TEXT EXCERPT:

[Start of Attachment]

I made a log analyzer which does currently use the SHELL which works fine. Now I wanted to replace it with native Swift code but the result is really slow.
Here is an example with about 100 MB real log data. It needs just a second via SHELL but more than 80 seconds with Swift code.
Is there a way to improve the Swift code?
In SHELL I use
% time (cd /regTest/logs;cat access.log access.log.1 | grep '26\/Apr' | egrep -v '(www.apple.com/go/applebot | www.bing.com/bingbot.htm | www.googlebot.com/bot.html | Xing Bot)' | awk '/GET/ {print $1}' | sort -n | uniq 1>/dev/null)
1,09s user 0,05s system 105% cpu 1,081 total
Here is the result of my Swift test:
% time ./regTest
Found 1813 lines.

[End of Attachment]

EXERCISE AIM: Continue the forum post above about the slow Swift log analyzer, starting after its last line.

DATA PROVIDED:
[Start of Attachment]

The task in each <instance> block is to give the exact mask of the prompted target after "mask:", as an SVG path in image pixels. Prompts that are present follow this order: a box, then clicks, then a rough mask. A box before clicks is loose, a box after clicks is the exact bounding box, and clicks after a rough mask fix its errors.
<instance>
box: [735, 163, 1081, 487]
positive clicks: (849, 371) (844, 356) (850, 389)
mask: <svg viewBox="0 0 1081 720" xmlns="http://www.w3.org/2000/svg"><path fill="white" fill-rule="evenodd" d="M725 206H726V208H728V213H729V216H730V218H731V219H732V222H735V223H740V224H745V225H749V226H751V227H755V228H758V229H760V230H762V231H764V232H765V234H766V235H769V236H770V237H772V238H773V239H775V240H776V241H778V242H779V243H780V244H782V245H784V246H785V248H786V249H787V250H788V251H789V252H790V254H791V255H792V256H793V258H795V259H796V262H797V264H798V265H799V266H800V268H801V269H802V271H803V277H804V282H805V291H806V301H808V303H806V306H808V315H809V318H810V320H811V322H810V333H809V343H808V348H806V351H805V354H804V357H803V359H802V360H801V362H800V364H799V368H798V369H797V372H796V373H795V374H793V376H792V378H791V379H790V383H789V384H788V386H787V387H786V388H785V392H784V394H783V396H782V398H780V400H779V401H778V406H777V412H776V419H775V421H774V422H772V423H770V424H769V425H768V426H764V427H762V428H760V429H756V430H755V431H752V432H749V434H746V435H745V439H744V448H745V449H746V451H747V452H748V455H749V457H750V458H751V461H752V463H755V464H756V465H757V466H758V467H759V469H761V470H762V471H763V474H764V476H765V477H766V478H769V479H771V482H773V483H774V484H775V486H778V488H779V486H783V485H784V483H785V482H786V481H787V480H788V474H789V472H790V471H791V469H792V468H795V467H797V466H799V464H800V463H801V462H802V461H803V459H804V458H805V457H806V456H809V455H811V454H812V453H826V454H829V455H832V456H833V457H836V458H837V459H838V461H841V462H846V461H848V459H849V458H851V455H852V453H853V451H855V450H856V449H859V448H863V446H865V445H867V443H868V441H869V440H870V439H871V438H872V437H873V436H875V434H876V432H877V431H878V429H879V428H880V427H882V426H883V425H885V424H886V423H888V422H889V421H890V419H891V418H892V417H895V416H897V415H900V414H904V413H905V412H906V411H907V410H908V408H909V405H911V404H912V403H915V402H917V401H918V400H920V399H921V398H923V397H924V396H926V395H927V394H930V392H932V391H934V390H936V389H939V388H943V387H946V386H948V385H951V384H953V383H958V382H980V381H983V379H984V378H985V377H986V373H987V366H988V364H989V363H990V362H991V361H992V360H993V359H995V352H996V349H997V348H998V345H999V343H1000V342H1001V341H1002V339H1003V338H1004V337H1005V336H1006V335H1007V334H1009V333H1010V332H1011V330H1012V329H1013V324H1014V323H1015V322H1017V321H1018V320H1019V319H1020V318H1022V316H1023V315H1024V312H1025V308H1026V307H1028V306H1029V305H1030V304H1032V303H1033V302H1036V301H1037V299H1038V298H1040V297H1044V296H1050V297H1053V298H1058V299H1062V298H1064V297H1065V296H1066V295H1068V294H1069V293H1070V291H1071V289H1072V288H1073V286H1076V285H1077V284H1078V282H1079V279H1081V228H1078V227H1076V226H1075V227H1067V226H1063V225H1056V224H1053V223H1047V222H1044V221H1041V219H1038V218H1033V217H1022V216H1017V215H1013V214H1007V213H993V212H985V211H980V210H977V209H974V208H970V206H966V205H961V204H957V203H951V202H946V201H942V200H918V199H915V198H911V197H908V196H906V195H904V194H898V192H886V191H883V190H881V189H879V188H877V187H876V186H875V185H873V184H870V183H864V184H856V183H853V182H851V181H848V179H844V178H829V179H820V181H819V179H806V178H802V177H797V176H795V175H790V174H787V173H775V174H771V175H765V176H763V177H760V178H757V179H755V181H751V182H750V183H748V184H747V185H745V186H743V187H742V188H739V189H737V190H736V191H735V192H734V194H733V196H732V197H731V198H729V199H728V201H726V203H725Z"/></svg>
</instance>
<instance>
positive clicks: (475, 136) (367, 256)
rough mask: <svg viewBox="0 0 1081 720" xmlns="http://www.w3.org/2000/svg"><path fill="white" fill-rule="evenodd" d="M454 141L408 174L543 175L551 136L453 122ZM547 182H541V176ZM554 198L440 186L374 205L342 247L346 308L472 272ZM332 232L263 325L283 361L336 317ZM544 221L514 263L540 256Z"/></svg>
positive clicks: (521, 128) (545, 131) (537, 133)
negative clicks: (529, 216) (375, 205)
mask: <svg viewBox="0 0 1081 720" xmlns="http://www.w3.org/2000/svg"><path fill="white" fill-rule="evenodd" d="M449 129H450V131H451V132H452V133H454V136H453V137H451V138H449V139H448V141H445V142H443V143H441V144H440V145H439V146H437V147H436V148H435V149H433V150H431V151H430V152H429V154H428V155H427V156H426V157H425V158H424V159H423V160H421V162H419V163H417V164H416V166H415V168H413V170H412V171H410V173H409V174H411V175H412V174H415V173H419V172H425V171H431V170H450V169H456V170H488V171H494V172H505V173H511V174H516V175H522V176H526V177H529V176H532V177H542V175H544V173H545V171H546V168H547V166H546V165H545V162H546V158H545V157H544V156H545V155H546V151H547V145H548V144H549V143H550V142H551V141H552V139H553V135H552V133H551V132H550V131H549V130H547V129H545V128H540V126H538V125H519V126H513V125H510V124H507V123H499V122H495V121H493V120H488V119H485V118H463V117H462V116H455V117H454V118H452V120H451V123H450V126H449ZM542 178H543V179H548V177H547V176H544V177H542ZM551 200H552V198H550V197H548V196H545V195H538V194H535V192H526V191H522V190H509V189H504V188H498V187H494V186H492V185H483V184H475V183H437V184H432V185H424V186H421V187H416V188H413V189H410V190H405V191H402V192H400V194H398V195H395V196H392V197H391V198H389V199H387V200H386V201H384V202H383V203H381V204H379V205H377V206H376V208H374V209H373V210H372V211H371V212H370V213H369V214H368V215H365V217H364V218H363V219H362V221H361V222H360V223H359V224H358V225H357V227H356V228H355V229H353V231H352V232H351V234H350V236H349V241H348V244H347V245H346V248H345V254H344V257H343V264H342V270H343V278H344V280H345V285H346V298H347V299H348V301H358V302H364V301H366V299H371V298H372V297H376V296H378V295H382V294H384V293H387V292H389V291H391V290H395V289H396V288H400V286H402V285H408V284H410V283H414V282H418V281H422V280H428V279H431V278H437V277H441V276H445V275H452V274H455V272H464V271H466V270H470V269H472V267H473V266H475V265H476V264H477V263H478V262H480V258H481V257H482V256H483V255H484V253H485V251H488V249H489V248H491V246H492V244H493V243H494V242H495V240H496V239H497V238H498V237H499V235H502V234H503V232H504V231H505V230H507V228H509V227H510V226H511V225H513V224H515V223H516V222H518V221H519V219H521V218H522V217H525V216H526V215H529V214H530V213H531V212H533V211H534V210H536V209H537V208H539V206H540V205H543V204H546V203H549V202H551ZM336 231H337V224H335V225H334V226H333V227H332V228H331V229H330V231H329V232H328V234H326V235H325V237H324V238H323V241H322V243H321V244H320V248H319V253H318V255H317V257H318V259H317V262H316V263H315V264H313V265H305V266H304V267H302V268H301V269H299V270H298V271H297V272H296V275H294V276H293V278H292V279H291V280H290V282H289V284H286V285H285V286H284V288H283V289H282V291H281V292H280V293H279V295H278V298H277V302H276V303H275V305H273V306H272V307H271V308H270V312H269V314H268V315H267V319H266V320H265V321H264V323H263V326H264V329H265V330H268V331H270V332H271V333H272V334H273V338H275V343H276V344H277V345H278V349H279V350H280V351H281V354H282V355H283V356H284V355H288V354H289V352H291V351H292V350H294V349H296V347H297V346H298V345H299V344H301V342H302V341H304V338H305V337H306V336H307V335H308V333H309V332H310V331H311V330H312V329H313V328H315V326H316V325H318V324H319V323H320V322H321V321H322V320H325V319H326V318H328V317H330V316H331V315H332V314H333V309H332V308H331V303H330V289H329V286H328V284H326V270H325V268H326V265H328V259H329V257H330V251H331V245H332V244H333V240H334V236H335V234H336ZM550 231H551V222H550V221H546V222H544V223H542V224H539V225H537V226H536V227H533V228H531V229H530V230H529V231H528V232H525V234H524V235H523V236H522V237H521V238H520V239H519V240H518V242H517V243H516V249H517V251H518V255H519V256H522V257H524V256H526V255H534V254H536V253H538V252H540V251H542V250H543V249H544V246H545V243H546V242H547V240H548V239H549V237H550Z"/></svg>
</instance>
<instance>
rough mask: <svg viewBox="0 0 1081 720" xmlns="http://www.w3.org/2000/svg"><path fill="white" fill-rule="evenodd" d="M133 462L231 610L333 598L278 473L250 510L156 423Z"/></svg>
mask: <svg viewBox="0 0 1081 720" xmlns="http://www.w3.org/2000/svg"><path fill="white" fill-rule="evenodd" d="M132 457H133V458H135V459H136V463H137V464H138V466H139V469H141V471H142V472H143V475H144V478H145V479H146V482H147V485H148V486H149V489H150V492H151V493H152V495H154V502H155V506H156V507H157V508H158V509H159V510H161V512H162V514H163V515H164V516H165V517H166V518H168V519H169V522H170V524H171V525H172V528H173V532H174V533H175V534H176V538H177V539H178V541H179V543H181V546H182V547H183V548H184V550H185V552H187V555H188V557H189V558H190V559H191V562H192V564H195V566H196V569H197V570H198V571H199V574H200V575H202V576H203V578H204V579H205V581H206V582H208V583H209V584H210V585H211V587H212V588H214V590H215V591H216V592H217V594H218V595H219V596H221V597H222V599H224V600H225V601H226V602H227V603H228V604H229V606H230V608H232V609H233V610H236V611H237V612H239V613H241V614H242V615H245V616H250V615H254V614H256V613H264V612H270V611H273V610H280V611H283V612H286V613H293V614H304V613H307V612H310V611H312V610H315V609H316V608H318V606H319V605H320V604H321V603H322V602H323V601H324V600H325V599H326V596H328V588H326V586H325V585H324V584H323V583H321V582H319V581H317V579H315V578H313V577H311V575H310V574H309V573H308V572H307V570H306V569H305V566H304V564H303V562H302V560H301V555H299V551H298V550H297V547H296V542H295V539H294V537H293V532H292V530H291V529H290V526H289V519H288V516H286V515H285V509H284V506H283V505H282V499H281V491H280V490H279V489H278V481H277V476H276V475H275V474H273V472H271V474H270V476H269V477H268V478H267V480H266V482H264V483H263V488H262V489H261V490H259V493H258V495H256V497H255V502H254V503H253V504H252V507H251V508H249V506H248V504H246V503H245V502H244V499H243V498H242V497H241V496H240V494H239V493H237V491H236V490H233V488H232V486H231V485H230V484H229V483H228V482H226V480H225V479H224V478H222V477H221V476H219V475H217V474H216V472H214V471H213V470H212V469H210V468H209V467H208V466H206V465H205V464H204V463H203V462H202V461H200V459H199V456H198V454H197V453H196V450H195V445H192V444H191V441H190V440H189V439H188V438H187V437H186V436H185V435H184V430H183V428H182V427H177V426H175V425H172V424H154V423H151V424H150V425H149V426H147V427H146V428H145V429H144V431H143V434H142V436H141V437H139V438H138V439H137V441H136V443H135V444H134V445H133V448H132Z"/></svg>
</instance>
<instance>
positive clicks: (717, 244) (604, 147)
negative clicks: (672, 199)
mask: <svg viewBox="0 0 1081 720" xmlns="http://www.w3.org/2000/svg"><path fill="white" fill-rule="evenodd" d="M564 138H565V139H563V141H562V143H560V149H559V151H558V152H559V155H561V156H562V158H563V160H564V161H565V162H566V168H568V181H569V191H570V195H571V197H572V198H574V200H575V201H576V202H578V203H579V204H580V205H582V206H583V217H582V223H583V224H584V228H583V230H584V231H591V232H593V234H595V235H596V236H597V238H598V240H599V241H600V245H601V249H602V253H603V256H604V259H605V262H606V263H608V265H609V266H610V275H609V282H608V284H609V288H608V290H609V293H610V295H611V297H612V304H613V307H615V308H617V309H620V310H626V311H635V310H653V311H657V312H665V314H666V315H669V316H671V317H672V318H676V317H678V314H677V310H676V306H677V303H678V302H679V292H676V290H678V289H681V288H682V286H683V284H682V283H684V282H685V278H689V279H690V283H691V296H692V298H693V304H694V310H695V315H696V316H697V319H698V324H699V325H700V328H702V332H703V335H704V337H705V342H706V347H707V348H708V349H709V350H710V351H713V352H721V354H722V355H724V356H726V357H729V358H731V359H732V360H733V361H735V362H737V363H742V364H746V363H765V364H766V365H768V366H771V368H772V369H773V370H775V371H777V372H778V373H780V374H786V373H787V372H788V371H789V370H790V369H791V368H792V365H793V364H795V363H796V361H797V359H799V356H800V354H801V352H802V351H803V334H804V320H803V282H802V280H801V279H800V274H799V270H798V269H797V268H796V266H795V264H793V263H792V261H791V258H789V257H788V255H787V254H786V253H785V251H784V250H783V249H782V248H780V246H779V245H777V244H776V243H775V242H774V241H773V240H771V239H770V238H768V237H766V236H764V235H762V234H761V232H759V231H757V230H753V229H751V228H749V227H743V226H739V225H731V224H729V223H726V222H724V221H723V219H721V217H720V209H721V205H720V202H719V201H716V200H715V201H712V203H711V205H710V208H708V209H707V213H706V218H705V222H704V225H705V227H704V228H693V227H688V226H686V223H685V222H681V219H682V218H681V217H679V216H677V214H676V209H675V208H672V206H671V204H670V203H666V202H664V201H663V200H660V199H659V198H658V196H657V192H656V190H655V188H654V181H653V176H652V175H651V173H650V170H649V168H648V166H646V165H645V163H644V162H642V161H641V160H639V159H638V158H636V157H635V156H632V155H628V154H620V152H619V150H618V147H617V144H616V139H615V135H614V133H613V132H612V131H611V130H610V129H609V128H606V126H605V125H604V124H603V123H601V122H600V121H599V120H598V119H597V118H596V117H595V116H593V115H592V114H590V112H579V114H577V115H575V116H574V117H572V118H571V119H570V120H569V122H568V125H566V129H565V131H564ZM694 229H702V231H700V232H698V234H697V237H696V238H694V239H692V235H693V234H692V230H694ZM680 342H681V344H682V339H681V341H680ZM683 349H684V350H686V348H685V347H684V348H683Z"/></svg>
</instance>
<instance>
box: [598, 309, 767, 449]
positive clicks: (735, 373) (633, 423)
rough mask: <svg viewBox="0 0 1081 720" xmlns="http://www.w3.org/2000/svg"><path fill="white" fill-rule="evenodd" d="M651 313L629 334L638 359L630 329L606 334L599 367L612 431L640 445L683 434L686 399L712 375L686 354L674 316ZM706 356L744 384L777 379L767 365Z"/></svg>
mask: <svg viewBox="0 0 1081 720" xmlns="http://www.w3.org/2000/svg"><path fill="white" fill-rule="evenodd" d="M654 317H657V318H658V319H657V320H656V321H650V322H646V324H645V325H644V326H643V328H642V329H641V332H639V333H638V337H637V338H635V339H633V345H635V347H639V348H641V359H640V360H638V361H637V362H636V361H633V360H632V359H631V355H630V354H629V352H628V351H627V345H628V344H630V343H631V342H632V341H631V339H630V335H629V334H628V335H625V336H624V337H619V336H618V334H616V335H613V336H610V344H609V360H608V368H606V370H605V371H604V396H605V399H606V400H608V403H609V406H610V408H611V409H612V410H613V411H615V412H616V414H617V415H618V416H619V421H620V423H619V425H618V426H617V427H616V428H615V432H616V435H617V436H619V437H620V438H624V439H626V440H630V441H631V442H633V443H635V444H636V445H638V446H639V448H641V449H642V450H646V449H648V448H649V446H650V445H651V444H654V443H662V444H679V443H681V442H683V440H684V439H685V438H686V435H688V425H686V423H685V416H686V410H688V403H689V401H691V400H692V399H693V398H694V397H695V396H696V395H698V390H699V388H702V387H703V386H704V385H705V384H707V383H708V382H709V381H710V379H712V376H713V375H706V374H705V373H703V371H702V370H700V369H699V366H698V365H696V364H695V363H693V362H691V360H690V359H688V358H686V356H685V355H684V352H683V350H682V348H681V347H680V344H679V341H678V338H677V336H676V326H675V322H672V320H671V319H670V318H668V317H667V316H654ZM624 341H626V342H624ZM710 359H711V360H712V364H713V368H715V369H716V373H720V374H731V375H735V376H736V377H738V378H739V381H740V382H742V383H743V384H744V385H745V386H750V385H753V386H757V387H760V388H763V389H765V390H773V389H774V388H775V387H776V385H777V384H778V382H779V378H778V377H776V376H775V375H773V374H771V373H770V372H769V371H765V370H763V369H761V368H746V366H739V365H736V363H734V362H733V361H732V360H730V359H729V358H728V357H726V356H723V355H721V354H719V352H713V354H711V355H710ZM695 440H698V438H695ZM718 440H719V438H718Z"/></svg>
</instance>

[End of Attachment]

EXERCISE RESPONSE:
82,54s user 0,26s system 99% cpu 1:22,83 total
My Swift sample code
import Foundation
import RegexBuilder
guard let fullText = try? String(contentsOf: URL(filePath: "/regTest/logs/access.log")) + String(contentsOf: URL(filePath: "/regTest/logs/access.log.1")) else {
print("Cannot read files!")
exit(1)
}
let yesterdayRegEx = Regex {
Capture {
"26/Apr"
}
}
let botListRegEx = Regex {
Capture {
ChoiceOf {
"www.apple.com/go/applebot"
"www.bing.com/bingbot.htm"
"www.googlebot.com/bot.html"
"Xing Bot"
}
}
}
let dateMatch = fullText.split(separator: "\n")
.filter{ $0.firstMatch(of: yesterdayRegEx) != nil }
.filter{ $0.firstMatch(of: botListRegEx) == nil }
print("Found \(dateMatch.count) lines.")